=== Your assignment ===
Look through the material beneath and copy each line with the word "instance".

=== Available data ===
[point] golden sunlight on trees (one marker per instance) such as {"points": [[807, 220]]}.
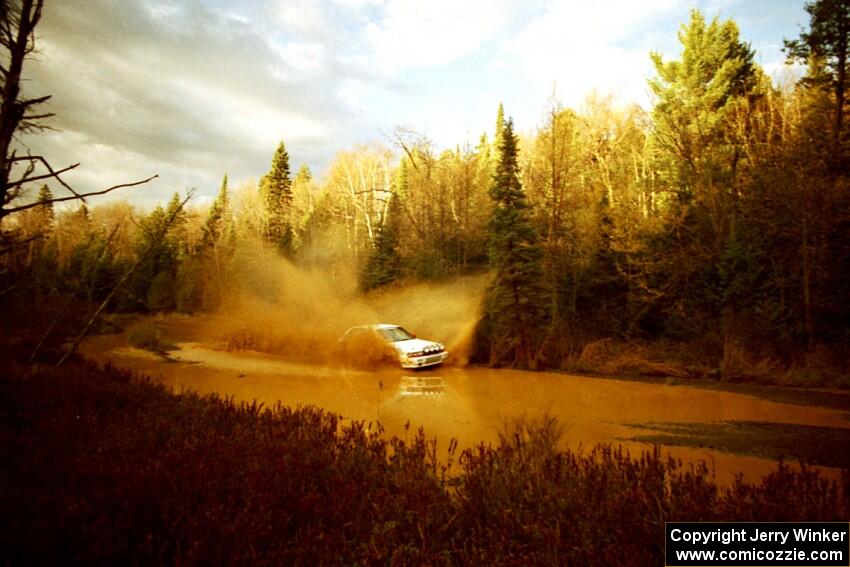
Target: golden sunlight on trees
{"points": [[715, 221]]}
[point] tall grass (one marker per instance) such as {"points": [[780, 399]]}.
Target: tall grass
{"points": [[100, 466]]}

=== Answer below ===
[point] golden sunlight on trees (one marker per instance) such as {"points": [[807, 220]]}.
[point] tall grass (one marker per instance) such as {"points": [[780, 399]]}.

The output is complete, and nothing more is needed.